● Short problem
Start at the line containing "Reviewer note: every instance of the overhead" and transcribe every line exactly through the end of the records below, and only those lines.
::: Material provided :::
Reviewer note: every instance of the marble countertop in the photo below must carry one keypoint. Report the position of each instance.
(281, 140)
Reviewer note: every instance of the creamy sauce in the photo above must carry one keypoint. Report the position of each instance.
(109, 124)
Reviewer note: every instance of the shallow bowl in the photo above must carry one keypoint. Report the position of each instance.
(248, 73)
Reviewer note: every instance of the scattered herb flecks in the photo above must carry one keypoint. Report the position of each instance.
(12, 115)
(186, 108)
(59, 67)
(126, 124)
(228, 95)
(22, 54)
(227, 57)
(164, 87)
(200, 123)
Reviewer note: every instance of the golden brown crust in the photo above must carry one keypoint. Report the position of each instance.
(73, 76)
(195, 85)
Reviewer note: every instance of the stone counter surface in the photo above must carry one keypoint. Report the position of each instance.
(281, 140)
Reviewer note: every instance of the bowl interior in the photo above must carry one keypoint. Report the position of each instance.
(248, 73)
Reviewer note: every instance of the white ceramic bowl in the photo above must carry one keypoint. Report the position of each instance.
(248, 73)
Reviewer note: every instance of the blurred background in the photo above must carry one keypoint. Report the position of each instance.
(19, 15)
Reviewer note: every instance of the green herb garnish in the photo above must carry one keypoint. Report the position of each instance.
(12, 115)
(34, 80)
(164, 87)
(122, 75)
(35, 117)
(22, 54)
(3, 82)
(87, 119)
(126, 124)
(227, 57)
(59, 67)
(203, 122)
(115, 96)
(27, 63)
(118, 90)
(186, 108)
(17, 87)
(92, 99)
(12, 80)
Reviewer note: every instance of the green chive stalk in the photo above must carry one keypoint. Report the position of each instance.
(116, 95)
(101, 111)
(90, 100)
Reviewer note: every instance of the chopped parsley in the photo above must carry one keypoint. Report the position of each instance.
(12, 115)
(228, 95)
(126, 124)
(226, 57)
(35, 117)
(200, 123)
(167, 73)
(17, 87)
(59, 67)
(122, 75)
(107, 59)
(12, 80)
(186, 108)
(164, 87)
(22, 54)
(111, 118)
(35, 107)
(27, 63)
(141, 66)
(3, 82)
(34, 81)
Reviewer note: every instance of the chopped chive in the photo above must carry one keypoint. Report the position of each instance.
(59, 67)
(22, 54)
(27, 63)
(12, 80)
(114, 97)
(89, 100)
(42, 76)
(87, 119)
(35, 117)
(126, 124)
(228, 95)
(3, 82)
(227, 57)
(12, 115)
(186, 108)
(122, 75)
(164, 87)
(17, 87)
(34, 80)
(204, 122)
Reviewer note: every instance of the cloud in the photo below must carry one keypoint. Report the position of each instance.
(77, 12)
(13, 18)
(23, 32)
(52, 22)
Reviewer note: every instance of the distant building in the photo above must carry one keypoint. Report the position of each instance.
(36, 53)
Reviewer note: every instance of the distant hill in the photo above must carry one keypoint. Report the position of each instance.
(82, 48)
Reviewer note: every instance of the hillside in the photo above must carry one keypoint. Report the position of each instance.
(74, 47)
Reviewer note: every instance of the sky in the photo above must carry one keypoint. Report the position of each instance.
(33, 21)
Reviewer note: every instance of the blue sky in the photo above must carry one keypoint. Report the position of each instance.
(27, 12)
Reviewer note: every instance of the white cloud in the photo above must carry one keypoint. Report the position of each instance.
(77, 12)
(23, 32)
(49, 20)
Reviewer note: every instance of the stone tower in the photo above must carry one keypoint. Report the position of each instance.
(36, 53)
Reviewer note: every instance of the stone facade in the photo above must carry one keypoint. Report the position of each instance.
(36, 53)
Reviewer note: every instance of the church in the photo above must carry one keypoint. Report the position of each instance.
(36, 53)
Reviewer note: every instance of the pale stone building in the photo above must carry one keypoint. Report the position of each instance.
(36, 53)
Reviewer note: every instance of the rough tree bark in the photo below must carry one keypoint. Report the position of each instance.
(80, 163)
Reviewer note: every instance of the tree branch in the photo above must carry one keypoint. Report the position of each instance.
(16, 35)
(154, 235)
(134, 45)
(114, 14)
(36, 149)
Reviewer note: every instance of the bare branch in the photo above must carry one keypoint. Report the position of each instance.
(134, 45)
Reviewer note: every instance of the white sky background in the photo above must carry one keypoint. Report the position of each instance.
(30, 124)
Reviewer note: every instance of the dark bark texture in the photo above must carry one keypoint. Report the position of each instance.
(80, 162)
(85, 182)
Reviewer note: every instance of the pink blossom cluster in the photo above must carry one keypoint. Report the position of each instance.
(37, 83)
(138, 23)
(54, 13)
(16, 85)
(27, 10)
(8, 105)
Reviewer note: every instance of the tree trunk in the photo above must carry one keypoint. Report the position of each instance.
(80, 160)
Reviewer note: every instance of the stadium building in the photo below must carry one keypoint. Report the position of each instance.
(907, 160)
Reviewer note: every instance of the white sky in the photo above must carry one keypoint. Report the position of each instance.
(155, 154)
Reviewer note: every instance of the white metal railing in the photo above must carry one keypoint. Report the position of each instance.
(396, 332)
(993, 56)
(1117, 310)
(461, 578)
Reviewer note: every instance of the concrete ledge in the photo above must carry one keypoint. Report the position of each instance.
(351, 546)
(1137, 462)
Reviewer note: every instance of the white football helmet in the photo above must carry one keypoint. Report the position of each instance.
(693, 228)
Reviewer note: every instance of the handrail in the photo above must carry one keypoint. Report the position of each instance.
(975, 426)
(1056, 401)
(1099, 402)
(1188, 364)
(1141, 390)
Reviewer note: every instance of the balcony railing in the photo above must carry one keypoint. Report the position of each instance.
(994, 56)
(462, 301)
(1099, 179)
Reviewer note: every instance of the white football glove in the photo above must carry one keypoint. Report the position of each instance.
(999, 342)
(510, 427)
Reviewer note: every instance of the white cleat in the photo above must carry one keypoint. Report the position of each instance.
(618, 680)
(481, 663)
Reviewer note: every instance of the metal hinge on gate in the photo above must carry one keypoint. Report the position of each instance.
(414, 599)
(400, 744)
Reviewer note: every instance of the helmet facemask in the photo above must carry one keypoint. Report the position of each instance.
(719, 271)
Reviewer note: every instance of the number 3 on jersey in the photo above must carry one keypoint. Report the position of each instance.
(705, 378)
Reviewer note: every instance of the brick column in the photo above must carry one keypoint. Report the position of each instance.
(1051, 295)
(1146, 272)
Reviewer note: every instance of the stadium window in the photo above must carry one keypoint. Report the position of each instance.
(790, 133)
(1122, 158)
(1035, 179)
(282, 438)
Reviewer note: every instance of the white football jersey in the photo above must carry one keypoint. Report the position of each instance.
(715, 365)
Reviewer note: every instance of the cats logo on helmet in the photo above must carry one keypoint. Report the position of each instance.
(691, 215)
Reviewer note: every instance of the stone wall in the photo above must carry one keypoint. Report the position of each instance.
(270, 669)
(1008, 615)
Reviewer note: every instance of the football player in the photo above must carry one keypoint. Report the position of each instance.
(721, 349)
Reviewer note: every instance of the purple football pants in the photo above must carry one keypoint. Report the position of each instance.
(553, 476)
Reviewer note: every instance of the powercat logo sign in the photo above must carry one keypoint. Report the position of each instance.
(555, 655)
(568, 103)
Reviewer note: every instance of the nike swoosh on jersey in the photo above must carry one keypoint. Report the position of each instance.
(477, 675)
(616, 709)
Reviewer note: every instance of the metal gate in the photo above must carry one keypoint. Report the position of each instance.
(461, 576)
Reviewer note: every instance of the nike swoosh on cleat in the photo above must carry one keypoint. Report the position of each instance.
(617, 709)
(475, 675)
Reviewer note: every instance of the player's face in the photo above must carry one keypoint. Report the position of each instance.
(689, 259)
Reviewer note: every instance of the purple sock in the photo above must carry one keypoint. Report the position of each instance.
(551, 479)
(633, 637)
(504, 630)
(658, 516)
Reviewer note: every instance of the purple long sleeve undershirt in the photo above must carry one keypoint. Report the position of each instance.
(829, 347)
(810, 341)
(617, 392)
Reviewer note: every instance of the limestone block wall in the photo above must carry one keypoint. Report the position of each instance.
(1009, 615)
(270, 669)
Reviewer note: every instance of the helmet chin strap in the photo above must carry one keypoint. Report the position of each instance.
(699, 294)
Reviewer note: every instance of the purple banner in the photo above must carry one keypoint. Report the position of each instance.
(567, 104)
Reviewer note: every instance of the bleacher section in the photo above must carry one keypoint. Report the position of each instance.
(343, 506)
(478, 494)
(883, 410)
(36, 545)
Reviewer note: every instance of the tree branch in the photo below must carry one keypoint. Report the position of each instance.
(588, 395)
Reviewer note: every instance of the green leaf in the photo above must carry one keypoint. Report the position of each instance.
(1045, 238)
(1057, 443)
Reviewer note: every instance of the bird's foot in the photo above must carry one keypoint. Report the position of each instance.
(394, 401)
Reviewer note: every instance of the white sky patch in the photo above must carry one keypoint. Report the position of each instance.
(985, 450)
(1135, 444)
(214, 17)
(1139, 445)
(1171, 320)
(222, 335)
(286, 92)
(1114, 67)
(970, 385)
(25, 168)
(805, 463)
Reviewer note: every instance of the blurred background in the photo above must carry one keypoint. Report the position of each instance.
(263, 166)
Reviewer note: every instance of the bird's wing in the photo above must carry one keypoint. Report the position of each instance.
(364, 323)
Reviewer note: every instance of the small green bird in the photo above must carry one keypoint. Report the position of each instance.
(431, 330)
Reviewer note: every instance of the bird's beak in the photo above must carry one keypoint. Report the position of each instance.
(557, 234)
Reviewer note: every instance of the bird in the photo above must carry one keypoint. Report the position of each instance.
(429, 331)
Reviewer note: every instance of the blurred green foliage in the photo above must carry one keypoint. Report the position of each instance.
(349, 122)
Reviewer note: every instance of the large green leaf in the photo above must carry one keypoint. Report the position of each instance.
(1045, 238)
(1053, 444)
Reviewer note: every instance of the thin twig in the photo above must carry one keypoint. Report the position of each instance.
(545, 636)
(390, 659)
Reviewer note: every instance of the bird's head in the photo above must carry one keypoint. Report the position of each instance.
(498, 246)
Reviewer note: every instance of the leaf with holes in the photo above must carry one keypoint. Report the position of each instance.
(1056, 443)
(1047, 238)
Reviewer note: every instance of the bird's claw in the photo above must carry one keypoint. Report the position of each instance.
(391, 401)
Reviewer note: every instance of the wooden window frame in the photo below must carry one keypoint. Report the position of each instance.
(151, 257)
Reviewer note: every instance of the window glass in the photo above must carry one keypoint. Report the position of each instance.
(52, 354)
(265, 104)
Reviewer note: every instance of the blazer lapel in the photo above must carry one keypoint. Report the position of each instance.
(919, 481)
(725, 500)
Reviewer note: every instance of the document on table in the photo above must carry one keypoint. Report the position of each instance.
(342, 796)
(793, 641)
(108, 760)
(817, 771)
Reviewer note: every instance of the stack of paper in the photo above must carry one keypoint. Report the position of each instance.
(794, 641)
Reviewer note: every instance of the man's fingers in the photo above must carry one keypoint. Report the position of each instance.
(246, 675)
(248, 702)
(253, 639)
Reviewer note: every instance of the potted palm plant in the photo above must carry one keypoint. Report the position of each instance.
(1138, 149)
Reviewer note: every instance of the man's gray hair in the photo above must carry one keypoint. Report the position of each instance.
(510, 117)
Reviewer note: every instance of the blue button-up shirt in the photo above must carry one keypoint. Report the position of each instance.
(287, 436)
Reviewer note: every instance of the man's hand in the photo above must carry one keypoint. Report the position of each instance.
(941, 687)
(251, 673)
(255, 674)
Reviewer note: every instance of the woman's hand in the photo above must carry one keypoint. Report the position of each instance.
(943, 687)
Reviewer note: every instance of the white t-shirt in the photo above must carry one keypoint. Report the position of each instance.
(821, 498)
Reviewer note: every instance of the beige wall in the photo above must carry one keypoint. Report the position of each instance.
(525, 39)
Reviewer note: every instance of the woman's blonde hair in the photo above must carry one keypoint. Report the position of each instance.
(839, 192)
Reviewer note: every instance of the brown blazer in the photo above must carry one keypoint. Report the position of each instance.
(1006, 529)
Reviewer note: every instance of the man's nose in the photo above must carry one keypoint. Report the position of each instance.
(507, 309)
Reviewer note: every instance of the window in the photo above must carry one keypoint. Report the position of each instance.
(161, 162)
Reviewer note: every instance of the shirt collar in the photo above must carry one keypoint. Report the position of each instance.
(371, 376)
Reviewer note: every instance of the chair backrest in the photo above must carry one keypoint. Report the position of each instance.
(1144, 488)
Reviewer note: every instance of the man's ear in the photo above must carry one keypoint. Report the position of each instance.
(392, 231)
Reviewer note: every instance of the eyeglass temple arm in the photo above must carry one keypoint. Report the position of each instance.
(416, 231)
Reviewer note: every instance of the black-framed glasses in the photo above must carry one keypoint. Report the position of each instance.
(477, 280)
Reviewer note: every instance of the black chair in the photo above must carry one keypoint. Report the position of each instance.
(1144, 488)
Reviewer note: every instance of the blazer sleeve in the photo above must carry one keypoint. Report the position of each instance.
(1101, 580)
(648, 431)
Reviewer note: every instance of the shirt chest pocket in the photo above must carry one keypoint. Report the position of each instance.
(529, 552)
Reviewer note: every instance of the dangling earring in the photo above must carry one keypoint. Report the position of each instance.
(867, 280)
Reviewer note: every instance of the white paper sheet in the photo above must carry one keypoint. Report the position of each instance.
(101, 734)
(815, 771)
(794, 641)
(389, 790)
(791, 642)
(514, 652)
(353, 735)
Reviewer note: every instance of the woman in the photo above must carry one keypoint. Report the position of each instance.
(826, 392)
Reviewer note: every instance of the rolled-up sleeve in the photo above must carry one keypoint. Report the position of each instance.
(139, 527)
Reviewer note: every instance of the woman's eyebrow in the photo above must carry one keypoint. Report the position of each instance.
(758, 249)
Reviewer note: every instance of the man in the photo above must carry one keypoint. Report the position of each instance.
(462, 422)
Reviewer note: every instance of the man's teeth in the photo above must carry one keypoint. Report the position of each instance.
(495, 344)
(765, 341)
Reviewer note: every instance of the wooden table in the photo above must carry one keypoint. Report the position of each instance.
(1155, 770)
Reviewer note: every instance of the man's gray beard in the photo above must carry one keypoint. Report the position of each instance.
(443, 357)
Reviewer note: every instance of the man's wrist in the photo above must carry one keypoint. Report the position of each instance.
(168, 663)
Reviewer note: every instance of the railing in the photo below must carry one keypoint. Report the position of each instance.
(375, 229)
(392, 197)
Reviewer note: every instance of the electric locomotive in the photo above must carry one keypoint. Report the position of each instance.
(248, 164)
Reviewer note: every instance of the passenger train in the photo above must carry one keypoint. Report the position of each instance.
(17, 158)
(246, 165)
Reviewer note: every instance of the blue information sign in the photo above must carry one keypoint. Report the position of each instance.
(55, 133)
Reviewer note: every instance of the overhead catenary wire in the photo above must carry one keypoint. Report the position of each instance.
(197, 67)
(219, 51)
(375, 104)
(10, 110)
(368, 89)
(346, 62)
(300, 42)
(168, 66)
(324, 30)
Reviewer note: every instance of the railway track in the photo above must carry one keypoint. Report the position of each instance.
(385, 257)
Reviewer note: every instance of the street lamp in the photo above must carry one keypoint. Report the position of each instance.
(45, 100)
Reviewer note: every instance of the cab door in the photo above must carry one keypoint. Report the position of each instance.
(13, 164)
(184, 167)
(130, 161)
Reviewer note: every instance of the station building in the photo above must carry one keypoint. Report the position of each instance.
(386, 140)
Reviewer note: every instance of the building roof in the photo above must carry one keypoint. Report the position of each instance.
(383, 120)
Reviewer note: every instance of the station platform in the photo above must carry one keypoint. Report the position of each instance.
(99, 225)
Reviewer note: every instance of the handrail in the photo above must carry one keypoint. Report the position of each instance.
:::
● Output below
Reviewer note: every instance of the overhead catenary wire in the photo above must carry one keypoint. Report the position of each instance.
(197, 67)
(219, 51)
(375, 104)
(10, 110)
(368, 89)
(346, 62)
(300, 42)
(168, 66)
(324, 30)
Reviewer note: every instance of the railway track in the photo above must carry one keypoint. Report the position of each instance.
(385, 257)
Reviewer note: every instance of the street lamp in the photo above must carry one keypoint. Report the position of each instance.
(45, 100)
Reviewer note: every instance of the cab door in the photo above must carry one keypoint. Report the position of each instance.
(13, 164)
(184, 167)
(130, 161)
Reviewer note: every instance of the station building in the photo above must carry one keypoint. Report the position of each instance.
(386, 140)
Reviewer note: every instance of the building roof in the photo above must carry one keypoint. Report the position of each instance.
(383, 120)
Reviewer note: every instance of the station platform in the photo above must carry one keypoint. Report the position of each instance.
(99, 225)
Reviewer note: every instance of the handrail in the photo above must carry one keypoint. Report the position of each instance.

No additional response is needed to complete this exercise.